* TO BE DONE: Find every line in the listing below that contains the word "reflection" and copy each of those lines in full.
★ ★ ★ ★
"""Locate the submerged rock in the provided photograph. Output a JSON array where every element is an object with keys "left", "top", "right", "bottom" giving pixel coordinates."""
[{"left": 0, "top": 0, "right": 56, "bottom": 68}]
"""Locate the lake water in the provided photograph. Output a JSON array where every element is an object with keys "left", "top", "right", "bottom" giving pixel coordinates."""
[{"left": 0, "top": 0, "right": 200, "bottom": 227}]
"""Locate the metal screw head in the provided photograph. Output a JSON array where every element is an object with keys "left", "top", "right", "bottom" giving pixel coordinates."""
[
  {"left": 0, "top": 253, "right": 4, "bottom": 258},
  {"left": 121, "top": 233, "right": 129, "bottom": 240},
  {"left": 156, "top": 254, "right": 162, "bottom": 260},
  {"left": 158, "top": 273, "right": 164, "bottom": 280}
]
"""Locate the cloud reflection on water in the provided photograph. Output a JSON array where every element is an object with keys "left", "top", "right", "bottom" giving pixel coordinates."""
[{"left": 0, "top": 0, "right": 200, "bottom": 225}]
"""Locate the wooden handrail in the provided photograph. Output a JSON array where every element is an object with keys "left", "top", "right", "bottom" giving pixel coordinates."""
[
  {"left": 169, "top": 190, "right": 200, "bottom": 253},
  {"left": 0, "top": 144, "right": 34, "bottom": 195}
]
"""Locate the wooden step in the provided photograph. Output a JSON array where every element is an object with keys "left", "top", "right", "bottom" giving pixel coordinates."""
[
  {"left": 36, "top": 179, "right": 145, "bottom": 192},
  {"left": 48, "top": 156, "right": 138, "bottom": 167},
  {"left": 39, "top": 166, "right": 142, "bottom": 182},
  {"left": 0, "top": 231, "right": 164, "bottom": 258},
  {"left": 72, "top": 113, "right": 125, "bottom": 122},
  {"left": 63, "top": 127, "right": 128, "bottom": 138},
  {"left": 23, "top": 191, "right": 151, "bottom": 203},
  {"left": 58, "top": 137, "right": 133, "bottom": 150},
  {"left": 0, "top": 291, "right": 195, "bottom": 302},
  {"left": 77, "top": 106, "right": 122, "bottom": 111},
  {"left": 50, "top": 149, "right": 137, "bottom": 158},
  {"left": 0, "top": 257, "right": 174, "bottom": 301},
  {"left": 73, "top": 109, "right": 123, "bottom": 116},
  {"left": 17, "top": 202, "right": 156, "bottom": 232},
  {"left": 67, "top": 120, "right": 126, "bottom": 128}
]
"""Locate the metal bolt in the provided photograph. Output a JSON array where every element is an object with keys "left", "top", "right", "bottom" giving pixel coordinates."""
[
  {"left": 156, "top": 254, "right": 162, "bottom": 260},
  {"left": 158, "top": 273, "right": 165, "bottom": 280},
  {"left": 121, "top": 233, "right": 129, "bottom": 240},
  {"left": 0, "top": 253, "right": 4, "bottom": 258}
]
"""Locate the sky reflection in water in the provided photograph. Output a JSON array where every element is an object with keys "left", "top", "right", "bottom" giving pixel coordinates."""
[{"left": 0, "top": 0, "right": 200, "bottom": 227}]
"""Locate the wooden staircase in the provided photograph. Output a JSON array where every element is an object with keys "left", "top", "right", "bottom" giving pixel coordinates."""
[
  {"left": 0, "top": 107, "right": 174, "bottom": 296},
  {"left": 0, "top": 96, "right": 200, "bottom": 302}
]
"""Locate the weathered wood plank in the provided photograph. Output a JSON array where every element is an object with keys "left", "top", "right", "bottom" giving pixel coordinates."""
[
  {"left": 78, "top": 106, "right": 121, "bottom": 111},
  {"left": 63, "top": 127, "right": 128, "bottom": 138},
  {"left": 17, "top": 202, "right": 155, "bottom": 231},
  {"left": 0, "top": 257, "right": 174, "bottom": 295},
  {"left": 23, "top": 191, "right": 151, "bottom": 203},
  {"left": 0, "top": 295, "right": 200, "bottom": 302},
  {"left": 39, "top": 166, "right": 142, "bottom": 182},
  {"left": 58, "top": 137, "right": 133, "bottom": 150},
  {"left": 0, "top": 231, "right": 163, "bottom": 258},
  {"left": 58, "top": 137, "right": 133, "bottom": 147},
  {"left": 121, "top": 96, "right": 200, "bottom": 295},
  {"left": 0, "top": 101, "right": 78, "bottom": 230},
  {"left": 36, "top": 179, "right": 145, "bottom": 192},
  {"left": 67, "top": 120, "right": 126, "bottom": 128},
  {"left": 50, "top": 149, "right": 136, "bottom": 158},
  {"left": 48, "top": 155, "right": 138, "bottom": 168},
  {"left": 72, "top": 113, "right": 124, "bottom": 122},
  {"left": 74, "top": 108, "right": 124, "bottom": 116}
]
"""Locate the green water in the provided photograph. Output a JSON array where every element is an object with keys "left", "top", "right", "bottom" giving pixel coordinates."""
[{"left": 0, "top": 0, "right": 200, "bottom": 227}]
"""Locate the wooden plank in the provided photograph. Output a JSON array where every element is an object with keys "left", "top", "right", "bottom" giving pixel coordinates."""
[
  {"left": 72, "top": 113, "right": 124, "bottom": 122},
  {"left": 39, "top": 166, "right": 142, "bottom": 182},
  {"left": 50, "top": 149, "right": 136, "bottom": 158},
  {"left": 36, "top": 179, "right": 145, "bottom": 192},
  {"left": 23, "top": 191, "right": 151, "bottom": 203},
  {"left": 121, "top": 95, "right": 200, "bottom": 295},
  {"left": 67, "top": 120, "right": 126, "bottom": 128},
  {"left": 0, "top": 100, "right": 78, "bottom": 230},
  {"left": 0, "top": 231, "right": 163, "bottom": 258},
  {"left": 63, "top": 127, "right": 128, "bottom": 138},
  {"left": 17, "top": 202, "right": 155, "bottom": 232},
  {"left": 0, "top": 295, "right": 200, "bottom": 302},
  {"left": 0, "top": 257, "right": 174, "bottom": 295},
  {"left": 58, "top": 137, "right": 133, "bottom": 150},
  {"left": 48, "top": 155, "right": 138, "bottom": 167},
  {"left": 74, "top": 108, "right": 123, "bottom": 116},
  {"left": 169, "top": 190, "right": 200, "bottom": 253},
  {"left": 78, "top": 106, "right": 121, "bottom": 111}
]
★ ★ ★ ★
* IN RESPONSE:
"""Locate the cloud reflection on water in the provided photograph. Output a JSON array where every element is an object with keys "left", "top", "right", "bottom" giving pixel coordinates."""
"""Locate the sky reflection in water in the provided photograph. Output a JSON array where every element is an object with keys "left", "top", "right", "bottom" giving pixel coordinates."""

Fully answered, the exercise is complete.